## 摘录文本
Hive-QL的查询调优

Posted by RussXia on April 26, 2019

EXPLAIN

官方wiki地址:https://cwiki.apache.org/confluence/display/Hive/LanguageManual+Explain explain命令的输出包括两个部分,STAGE DEPENDENCIES 和 STAGE PLANS 。其中 ABSTRACT SYNTAX TREE 在2.1.0中已经被移除了,并打算作为 explain ast 一个单独的命令在4.0.0版本推出。(相关issue:https://issues.apache.org/jira/browse/HIVE-15932

下面以 explain select sum(number) from onecol where number>=4为例,观察explain的输出。

阶段的依赖 STAGE DEPENDENCIES

STAGE DEPENDENCIES:
  Stage-1 is a root stage
  Stage-0 depends on stages: Stage-1

这里显示有两个阶段,Stage-1是根阶段,Stage-0依赖于Stage-1,在Stage-1完成后执行。

阶段的执行计划 STAGE PLANS

STAGE PLANS:
  Stage: Stage-1
    Map Reduce
      Map Operator Tree:
          TableScan
            alias: onecol
            Statistics: Num rows: 3 Data size: 3 Basic stats: COMPLETE Column stats: NONE
            Filter Operator
              predicate: (number >= 4) (type: boolean)
              Statistics: Num rows: 1 Data size: 1 Basic stats: COMPLETE Column stats: NONE
              Group By Operator
                aggregations: sum(number)
                mode: hash
                outputColumnNames: _col0
                Statistics: Num rows: 1 Data size: 8 Basic stats: COMPLETE Column stats: NONE
                Reduce Output Operator
                  sort order:
                  Statistics: Num rows: 1 Data size: 8 Basic stats: COMPLETE Column stats: NONE
                  value expressions: _col0 (type: bigint)

## 任务列表
(1) 请列出这段关于Hive-QL查询调优的文字中，“Map Operator Tree:”之下出现的所有操作名称。
(2) 请把这段关于Hive-QL查询调优的文字里从“阶段的执行计划 STAGE PLANS”到“4) (type: boolean)”的这一段原样抄写下来。
后面列出的各行在这里用不到。

## 条目
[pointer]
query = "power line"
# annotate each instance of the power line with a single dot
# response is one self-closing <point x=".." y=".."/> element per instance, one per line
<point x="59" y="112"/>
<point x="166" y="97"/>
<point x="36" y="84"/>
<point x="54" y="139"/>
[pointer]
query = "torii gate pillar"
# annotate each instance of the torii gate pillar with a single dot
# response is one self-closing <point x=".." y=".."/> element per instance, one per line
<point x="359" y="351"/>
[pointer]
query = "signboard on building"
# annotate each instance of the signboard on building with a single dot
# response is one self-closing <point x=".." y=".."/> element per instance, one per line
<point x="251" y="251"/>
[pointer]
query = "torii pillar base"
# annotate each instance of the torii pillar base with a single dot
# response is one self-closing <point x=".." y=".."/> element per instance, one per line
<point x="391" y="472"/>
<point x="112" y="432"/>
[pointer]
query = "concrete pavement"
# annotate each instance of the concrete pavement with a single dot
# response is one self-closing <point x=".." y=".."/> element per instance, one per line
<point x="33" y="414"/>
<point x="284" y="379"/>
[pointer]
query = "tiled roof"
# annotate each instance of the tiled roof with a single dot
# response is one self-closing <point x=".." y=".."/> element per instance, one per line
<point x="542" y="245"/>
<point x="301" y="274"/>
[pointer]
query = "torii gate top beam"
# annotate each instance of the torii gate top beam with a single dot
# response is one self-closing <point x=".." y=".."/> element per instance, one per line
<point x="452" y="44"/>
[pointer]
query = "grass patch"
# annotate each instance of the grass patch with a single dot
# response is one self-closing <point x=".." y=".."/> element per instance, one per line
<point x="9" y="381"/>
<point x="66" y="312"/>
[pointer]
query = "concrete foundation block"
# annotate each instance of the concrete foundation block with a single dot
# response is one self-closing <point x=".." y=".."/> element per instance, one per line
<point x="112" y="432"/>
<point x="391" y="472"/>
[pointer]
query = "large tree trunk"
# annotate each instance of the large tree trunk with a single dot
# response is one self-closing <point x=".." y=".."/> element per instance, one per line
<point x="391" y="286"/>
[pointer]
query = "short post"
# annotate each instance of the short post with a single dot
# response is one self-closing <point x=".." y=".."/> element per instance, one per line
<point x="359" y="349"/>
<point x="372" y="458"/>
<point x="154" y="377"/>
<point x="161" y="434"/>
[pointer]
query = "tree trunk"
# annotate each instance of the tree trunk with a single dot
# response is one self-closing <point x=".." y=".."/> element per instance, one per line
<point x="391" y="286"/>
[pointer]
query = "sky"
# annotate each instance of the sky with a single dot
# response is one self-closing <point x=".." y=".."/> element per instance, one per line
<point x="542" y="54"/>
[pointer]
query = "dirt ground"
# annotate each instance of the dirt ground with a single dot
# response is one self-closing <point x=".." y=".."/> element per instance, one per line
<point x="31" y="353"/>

## 逐题解答
(1) TableScan、Filter Operator、Group By Operator、Reduce Output Operator

(2)
阶段的执行计划 STAGE PLANS

STAGE PLANS:
  Stage: Stage-1
    Map Reduce
      Map Operator Tree:
          TableScan
            alias: onecol
            Statistics: Num rows: 3 Data size: 3 Basic stats: COMPLETE Column stats: NONE
            Filter Operator
              predicate: (number >= 4) (type: boolean)